Blast! Damn you wife for making me apply a faux finish!

Heel n Toe 05-20-2009 11:08 AM

But don't be discouraged, Matt... you're still 84% real man.

vash 05-20-2009 11:20 AM

Quote:

Originally Posted by 126coupe (Post 4673397)
This comes from my 22 year old daughter who has dated metrosexuals and has lived in SF for 4 years. Metro sexual is Gay looking on the outside and straight on the inside.


exactly! not only gay looking on the outside, but a metro cant do an effen thing.

the only thing cantdrv55 did that was metro was to give a crap what the woman thought. well, caring is cool, but chatting about it with us...metro. chicks do that.

David 05-20-2009 11:33 AM

So what if I make Creme Brulee for all my dinner parties and have a lot of shoes :D

I can still build an engine.


http://forums.pelicanparts.com/uploa...1242844350.jpg

cstreit 05-20-2009 01:17 PM

Quote:

Originally Posted by Moses (Post 4673482)
Metrosexuals fuss with their hair and get manicures.
________________________
Task list –
**1.** Rewrite the forum thread excerpt starting with "the only thing" and ending with "build an engine.", putting "chocolate souffle" in place of "Creme Brulee".
**2.** Carry on the forum thread about metrosexuals from the point where it stops.

[Dataset items]
________________________
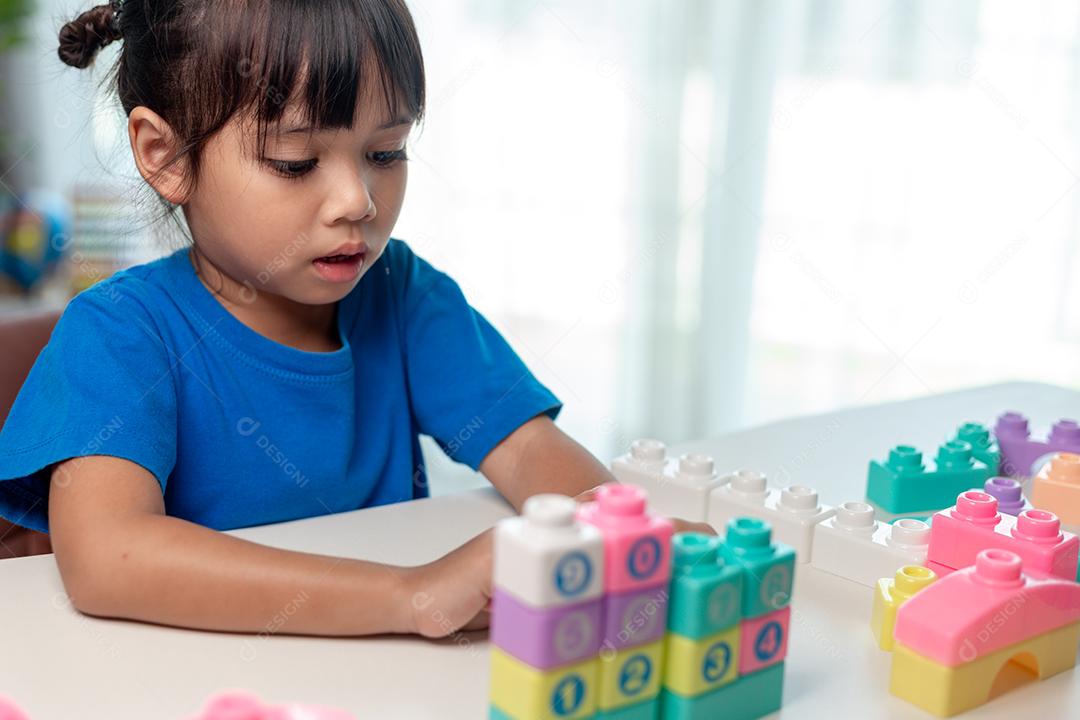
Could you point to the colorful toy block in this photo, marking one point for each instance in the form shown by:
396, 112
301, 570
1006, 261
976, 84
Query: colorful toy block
984, 447
1021, 454
852, 544
903, 485
959, 533
675, 488
793, 512
751, 696
954, 637
890, 594
1056, 488
768, 567
1009, 493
________________________
Results by task –
**1.**
the only thing cantdrv55 did that was metro was to give a crap what the woman thought. well, caring is cool, but chatting about it with us...metro. chicks do that.

David 05-20-2009 11:33 AM

So what if I make chocolate souffle for all my dinner parties and have a lot of shoes :D

I can still build an engine.

**2.**
Personally, I think they are mostly cowardly gays. They would love to spend a little time on the business end of a penis, but it's just too scary.


Do you just bust out with these or do you spend time polishing these gems for us? Just brilliant as always! :)

Burnin' oil 05-20-2009 04:13 PM

Quote:

Originally Posted by cstreit (Post 4674872)
Do you just bust out with these or do you spend time polishing these gems for us? Just brilliant as always! :)

No, he's just very introspective.

berettafan 05-20-2009 04:22 PM

i'm a little concerned by the implied okayedness with spending time with some OTHER part of a penis. Moses only identifies the business end but frankly spending time with EITHER end is a clue that women aren't your first choice.

not that there's anything wrong with that.

other than it being disgusting.

Burnin' oil 05-20-2009 04:43 PM

I am not familiar with the "other" end of a penis. And, no, I do not want to be enlightened.

nostatic 05-20-2009 04:46 PM

Quote:

Originally Posted by Burnin' oil (Post 4675223)
I am not familiar with the "other" end of a penis. And, no, I do not want to be enlightened.

Do you just borrow one for those special evenings with the wife?

As usual, a song comes to mind...

I woke up this morning with a bad hangover
And my penis was missing again.
This happens all the time.
It's detachable.

[background singing begins: "detachable penis" over and over]

This comes in handy a lot of the time.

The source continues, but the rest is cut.